» **ЗАДАНИЯ К ВЫПОЛНЕНИЮ**:
**a.** Переведите на английский язык следующее предложение из фрагмента о взглядах Варги на неравенство доходов в СССР: «Размышления Варги совпадают с положениями Троцкого и в той их части, где речь идёт о причинах, по которым в СССР не велась разработка статистики доходной и имущественной дифференциации».
**b.** Продублируйте без изменений отрывок из фрагмента о взглядах Варги на неравенство доходов в СССР, начиная со слов «Троцкий подчеркивал, что» и продолжая вплоть до слов «к статистическим подлогам.».
**c.** Подхватите текст о взглядах Варги и Троцкого на неравенство доходов в СССР и продолжите его сразу после последнего приведённого предложения.

Рассматривая главные аргументы сторонников «основного принципа социализма», согласно которым более производительный труд должен, по Марксу, более высоко оплачиваться и что квалифицированный труд «многократно» превосходит по своему значению для общества труд неквалифицированный, Варга выдвигал два возражения против этих аргументов. Во-первых, Маркс никогда не уточнял того, сколько времени должен длиться переход от «от оплаты по труду» к коммунизму; но во всяком случае он «конечно, не думал о сроке в 46 лет, которому не видно конца». Во-вторых, Маркс оставлял открытым вопрос о допустимых разрывах в оплате труда различных категорий работников. Комментируя положения Маркса о неравной оплате за неравный труд, Ленин утверждал, что «товарищи, освобождённые от физического труда, должны получать вдвое больше квалифицированного рабочего — не более». Между тем в начале 60-х годов «рабочий совхоза зарабатывал в месяц 30—50 рублей; академик приблизительно 1000 рублей, т. е. в 20—30 раз больше» [510].

Нетрудно убедиться, что Варга, исходя из основных положений марксистско-ленинской теории, очищенной от сталинистских напластований, приближался в этом вопросе к позиции Троцкого, подчеркивавшего в 30-е годы, что «по условиям повседневной жизни, советское общество уже сейчас делится на обеспеченное и привилегированное меньшинство и прозябающее в нужде большинство, причем на крайних полюсах неравенство принимает характер вопиющих контрастов» [511].

Размышления Варги совпадают с положениями Троцкого и в той их части, где речь идёт о причинах, по которым в СССР не велась разработка статистики доходной и имущественной дифференциации.

Троцкий подчеркивал, что сталинская бюрократия, страшась обнажения реальной природы существующих социальных отношений, камуфлирует их понятиями, взятыми из социалистического словаря, прибегает не только к судебным, но и к статистическим подлогам.

«Казалось бы, в рабочем государстве данные о реальной заработной плате должны бы особенно тщательно изучаться; да и вся вообще статистика доходов, по категориям населения, должна бы отличаться полной прозрачностью и общедоступностью. На самом деле как раз область, затрагивающая наиболее жизненные интересы трудящихся, окутана непроницаемым покровом. Бюджет рабочей семьи в Советском Союзе, как это ни невероятно, представляет для исследования несравненно более загадочную величину, чем в любой капиталистической стране. Упорное молчание на этот счёт источников и авторитетов так же красноречиво, как и их щеголянье ничего не говорящими суммарными цифрами» [512]. Суммарные, равно как и средние цифры заработной платы, доходов и т. д., которыми пользуется советская статистика,— это арифметические фикции, призванные замаскировать жестокое и всевозрастающее неравенство в уровне жизни. В цивилизованных странах этот метод давно оставлен, поскольку уже не способен никого обмануть.

Спустя четверть века Е. Варга также констатировал, что в Советском Союзе не существует никакой статистики, касающейся распределения доходов по различным слоям населения. Поэтому никто не знает, каковы реальные доходы тех, кто принадлежит к правящему слою — верхушке бюрократии; как велика доля национального дохода, которую получает бюрократия [513].

» **ПРЕДОСТАВЛЕННЫЕ ДАННЫЕ**:

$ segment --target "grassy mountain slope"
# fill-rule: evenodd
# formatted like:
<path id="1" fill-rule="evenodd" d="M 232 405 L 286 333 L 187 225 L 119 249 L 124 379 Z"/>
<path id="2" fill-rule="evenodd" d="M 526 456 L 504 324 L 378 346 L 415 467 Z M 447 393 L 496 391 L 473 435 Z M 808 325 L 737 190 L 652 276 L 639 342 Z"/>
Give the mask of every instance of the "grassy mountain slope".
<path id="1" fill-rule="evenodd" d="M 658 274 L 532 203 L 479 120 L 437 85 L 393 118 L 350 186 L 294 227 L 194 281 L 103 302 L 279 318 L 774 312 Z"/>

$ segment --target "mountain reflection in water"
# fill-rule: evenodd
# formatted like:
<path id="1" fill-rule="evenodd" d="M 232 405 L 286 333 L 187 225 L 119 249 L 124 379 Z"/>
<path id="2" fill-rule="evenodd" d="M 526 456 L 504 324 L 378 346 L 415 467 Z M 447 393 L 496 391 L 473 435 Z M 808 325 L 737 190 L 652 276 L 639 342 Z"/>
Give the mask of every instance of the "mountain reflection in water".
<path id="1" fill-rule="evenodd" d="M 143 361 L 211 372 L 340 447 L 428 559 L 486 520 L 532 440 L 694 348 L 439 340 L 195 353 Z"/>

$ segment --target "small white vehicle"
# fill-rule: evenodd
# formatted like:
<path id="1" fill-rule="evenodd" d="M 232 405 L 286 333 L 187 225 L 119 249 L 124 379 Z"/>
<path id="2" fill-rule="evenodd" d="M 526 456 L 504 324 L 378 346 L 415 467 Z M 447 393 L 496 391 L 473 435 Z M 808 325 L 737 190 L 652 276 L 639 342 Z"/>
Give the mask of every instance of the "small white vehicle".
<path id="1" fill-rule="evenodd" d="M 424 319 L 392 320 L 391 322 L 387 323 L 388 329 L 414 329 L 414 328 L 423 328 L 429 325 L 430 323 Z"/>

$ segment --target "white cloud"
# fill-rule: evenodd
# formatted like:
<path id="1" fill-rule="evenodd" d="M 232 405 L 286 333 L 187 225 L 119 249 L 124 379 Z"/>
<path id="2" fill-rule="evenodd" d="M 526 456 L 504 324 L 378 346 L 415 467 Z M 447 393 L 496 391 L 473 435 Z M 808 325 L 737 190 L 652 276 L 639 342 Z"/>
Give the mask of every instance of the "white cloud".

» **ОТВЕТЫ ПО ЗАДАНИЯМ**:
**a.** Varga's reflections also coincide with Trotsky's positions in the part that concerns the reasons why the USSR did not develop statistics on income and property differentiation.

**b.**
Троцкий подчеркивал, что сталинская бюрократия, страшась обнажения реальной природы существующих социальных отношений, камуфлирует их понятиями, взятыми из социалистического словаря, прибегает не только к судебным, но и к статистическим подлогам.

**c.**
Сокрытие данных о социально-имущественной дифференциации призвано было замаскировать источники несправедливого неравенства, которые в основном сводились к следующему:

1) объём и качество труда, особенно в тех сферах, где трудно выработать критерии его объективной оценки, определялись не профсоюзами и другими органами рабочего самоуправления, а бюрократией, волевым способом устанавливающей тарифы и расценки;

2) труд приравнивался к социальному статусу, т. е. оплата в зависимости от объёма и квалификации труда подменялась произвольно устанавливаемыми статусными привилегиями.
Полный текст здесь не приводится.